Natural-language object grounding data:
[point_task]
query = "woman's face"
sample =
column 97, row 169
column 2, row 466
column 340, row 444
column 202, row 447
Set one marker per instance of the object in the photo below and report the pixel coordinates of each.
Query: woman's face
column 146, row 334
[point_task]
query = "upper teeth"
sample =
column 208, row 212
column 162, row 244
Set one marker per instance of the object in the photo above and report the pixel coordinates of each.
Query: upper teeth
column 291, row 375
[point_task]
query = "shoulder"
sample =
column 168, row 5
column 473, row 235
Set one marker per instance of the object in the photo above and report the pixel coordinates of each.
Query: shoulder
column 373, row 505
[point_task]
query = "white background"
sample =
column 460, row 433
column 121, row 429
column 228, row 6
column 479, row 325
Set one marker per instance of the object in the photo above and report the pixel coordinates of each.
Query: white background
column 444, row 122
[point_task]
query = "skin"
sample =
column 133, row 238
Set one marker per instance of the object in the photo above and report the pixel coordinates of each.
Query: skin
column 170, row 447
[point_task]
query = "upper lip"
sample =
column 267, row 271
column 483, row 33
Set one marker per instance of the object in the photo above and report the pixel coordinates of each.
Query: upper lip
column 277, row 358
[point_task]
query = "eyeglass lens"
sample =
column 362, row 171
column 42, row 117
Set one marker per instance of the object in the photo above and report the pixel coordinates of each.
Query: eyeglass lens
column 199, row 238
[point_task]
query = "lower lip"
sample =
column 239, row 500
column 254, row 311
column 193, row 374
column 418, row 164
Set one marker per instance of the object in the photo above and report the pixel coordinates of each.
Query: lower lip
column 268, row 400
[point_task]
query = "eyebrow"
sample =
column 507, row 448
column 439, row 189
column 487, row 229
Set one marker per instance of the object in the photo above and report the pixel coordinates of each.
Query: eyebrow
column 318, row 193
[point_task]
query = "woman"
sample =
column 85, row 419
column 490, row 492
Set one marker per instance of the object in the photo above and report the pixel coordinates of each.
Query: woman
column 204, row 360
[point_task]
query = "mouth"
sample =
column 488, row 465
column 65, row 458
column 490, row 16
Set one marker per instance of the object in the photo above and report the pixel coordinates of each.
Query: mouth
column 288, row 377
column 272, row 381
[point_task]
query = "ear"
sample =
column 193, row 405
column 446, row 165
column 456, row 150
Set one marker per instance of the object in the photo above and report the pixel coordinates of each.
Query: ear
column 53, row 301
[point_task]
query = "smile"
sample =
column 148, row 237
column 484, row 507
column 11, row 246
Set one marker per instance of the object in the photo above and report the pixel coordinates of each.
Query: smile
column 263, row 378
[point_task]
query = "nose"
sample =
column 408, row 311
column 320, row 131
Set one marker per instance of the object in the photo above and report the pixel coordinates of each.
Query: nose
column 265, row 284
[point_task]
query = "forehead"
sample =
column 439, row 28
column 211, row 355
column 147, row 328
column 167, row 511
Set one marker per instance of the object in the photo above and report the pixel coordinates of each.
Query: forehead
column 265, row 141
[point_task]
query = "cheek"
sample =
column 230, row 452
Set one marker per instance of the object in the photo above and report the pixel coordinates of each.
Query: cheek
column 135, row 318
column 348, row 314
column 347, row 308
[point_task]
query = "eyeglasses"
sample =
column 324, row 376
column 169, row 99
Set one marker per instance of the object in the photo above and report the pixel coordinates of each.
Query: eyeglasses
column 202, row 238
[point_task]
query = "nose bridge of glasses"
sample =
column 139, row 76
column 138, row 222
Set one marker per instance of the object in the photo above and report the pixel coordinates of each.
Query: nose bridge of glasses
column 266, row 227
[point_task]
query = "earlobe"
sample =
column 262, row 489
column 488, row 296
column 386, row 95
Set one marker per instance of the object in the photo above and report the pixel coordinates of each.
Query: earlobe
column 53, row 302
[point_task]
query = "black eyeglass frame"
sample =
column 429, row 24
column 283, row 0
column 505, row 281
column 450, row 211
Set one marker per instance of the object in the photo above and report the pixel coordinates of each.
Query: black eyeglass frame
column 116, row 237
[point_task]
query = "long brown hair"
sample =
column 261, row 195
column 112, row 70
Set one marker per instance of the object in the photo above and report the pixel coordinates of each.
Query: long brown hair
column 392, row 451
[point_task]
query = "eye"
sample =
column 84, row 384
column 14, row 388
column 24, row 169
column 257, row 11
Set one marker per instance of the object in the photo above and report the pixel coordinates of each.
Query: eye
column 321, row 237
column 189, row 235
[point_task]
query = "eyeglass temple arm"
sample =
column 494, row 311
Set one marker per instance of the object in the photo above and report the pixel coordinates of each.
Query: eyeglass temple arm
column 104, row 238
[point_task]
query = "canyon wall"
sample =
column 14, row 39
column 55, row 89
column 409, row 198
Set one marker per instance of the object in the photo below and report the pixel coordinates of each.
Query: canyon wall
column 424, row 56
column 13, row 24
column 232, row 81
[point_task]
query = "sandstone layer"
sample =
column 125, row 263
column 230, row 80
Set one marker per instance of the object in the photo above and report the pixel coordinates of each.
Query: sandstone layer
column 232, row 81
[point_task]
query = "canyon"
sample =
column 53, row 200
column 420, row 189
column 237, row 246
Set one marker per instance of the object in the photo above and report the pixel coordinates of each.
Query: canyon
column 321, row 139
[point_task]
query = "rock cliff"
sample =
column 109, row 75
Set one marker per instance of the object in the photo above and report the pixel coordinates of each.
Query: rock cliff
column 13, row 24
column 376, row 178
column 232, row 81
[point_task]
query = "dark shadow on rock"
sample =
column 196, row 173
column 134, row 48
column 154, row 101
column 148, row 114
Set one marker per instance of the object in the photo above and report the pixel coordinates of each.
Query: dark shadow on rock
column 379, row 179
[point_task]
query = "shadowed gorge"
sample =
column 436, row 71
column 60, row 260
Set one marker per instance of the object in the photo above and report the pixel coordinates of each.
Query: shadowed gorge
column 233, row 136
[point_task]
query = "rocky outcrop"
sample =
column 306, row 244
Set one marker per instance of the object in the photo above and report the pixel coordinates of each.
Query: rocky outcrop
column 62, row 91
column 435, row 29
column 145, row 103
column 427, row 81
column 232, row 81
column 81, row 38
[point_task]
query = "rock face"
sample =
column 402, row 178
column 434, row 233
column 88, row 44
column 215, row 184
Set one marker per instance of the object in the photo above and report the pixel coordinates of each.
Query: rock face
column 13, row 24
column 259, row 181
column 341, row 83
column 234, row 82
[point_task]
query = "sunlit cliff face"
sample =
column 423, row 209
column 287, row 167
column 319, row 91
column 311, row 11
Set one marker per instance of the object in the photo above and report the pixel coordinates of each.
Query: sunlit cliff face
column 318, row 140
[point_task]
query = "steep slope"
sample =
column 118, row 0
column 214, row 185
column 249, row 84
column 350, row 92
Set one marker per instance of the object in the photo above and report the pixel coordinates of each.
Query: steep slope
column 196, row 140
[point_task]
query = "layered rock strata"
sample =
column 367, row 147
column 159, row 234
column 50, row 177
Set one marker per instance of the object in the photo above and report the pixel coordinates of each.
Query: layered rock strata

PROBLEM STATEMENT :: Exact copies of all the entries above are to be printed.

YOUR RESPONSE ::
[point_task]
query = "woman's face"
sample =
column 97, row 169
column 2, row 466
column 340, row 444
column 202, row 447
Set one marker per instance of the object in the photo below and report the pixel coordinates of each.
Query: woman's face
column 146, row 334
[point_task]
query = "upper teeth"
sample =
column 208, row 212
column 162, row 244
Set one marker per instance of the object in the photo above and report the pixel coordinates of each.
Query: upper teeth
column 291, row 375
[point_task]
query = "shoulder"
sample =
column 168, row 5
column 473, row 235
Set one marker per instance of the object in the photo above and report the pixel coordinates of each.
Query: shoulder
column 373, row 505
[point_task]
query = "white background"
sample =
column 460, row 433
column 121, row 429
column 228, row 6
column 479, row 325
Set one marker per instance of the object in the photo above and report the pixel coordinates of each.
Query: white background
column 444, row 122
[point_task]
query = "skin"
sample =
column 133, row 238
Set one marker per instance of the object in the photo above and report the pixel coordinates of each.
Query: skin
column 170, row 447
[point_task]
query = "upper lip"
sample =
column 267, row 271
column 483, row 33
Set one marker per instance of the object in the photo above and report the pixel coordinates of each.
Query: upper lip
column 277, row 358
[point_task]
query = "eyeglass lens"
sample =
column 362, row 171
column 42, row 117
Set one marker per instance of the object in the photo above and report the pixel coordinates of each.
Query: eyeglass lens
column 199, row 238
[point_task]
query = "lower lip"
sample =
column 239, row 500
column 254, row 311
column 193, row 374
column 418, row 164
Set one marker per instance of the object in the photo above and report the pixel coordinates of each.
Query: lower lip
column 268, row 400
[point_task]
query = "eyebrow"
sample =
column 507, row 448
column 439, row 189
column 487, row 229
Set one marker per instance of the object in the photo above and report the pixel coordinates of each.
Query: eyebrow
column 318, row 193
[point_task]
query = "woman"
sample =
column 85, row 419
column 490, row 492
Set one marker per instance of the object in the photo above and report the pixel coordinates of each.
Query: woman
column 204, row 360
[point_task]
query = "mouth"
sample =
column 488, row 465
column 65, row 458
column 490, row 16
Set one marker per instance of the object in the photo above and report the pixel coordinates of each.
Query: mouth
column 288, row 377
column 272, row 381
[point_task]
query = "ear"
sample =
column 193, row 405
column 446, row 165
column 456, row 150
Set one marker per instance of the object in the photo above and report the pixel coordinates of each.
Query: ear
column 53, row 301
[point_task]
query = "smile"
sample =
column 148, row 237
column 484, row 507
column 11, row 246
Set one marker per instance of the object in the photo above and report the pixel coordinates of each.
Query: smile
column 263, row 378
[point_task]
query = "nose"
sample =
column 408, row 311
column 320, row 131
Set one marker per instance of the object in the photo above and report the pixel coordinates of each.
Query: nose
column 265, row 284
[point_task]
query = "forehead"
sample =
column 439, row 28
column 211, row 355
column 147, row 328
column 167, row 511
Set one marker per instance of the object in the photo above and report the pixel coordinates of each.
Query: forehead
column 265, row 141
[point_task]
query = "cheek"
sample =
column 230, row 452
Set one marker per instance of the object in the photo above and report the pixel coordinates of each.
Query: cheek
column 135, row 318
column 348, row 314
column 347, row 308
[point_task]
query = "eyeglasses"
sample =
column 324, row 376
column 169, row 99
Set one marker per instance of the object in the photo above and report the pixel coordinates of each.
Query: eyeglasses
column 202, row 238
[point_task]
query = "nose bridge of glasses"
sample =
column 139, row 76
column 138, row 222
Set one marker per instance of the object in the photo above and report the pixel coordinates of each.
Query: nose bridge of glasses
column 266, row 227
[point_task]
query = "earlobe"
sample =
column 262, row 489
column 488, row 296
column 386, row 95
Set one marker per instance of the object in the photo above and report the pixel coordinates of each.
Query: earlobe
column 53, row 302
[point_task]
query = "black eyeglass frame"
sample =
column 429, row 24
column 283, row 0
column 505, row 281
column 450, row 211
Set one marker per instance of the object in the photo above and report the pixel coordinates of each.
Query: black eyeglass frame
column 116, row 237
[point_task]
query = "long brown hair"
sample =
column 261, row 195
column 112, row 70
Set one marker per instance of the object in the photo above and report the pixel coordinates of each.
Query: long brown hair
column 392, row 451
[point_task]
query = "eye"
sample =
column 84, row 384
column 14, row 388
column 24, row 169
column 257, row 11
Set one marker per instance of the object in the photo above and report the pixel coordinates of each.
Query: eye
column 321, row 237
column 189, row 235
[point_task]
query = "eyeglass temple arm"
sample =
column 494, row 311
Set one marker per instance of the object in the photo above and report the pixel coordinates of each.
Query: eyeglass temple arm
column 104, row 238
[point_task]
query = "canyon wall"
sample =
column 14, row 39
column 55, row 89
column 409, row 198
Set one marker per instance of the object in the photo below and report the pixel coordinates of each.
Query: canyon wall
column 424, row 56
column 13, row 24
column 232, row 81
[point_task]
query = "sandstone layer"
sample =
column 125, row 263
column 230, row 80
Set one marker per instance of the object in the photo above and report the pixel coordinates of each.
Query: sandstone layer
column 232, row 81
[point_task]
query = "canyon"
sample =
column 53, row 200
column 420, row 189
column 237, row 246
Set one marker per instance of the object in the photo above and report the pixel coordinates of each.
Query: canyon
column 321, row 139
[point_task]
query = "rock cliff"
sample =
column 109, row 75
Set one marker per instance of the object in the photo above and report the pixel coordinates of each.
Query: rock cliff
column 13, row 24
column 376, row 178
column 232, row 81
[point_task]
query = "dark shadow on rock"
sample =
column 196, row 173
column 134, row 48
column 154, row 101
column 148, row 114
Set one marker per instance of the object in the photo above and report the pixel coordinates of each.
Query: dark shadow on rock
column 379, row 179
[point_task]
query = "shadowed gorge"
sample =
column 436, row 71
column 60, row 260
Set one marker per instance of the object in the photo above and report the pixel coordinates of each.
Query: shadowed gorge
column 233, row 136
[point_task]
query = "rocky outcrop"
sample =
column 306, row 244
Set one marker per instance of the object in the photo above and report the pixel coordinates of each.
Query: rocky outcrop
column 62, row 91
column 435, row 29
column 145, row 103
column 427, row 81
column 232, row 81
column 81, row 38
[point_task]
query = "rock face"
sample =
column 402, row 178
column 434, row 233
column 88, row 44
column 215, row 184
Set one marker per instance of the object in the photo above and report the pixel coordinates of each.
Query: rock face
column 13, row 24
column 259, row 181
column 341, row 83
column 234, row 82
[point_task]
query = "sunlit cliff face"
sample =
column 423, row 209
column 287, row 167
column 319, row 91
column 311, row 11
Set one marker per instance of the object in the photo above and report the pixel coordinates of each.
Query: sunlit cliff face
column 318, row 140
[point_task]
query = "steep slope"
sample =
column 118, row 0
column 214, row 185
column 249, row 84
column 350, row 92
Set one marker per instance of the object in the photo above and report the pixel coordinates of each.
Query: steep slope
column 196, row 140
[point_task]
query = "layered rock strata"
sample =
column 367, row 147
column 159, row 234
column 50, row 177
Set one marker per instance of the object in the photo above and report the pixel coordinates of each.
Query: layered rock strata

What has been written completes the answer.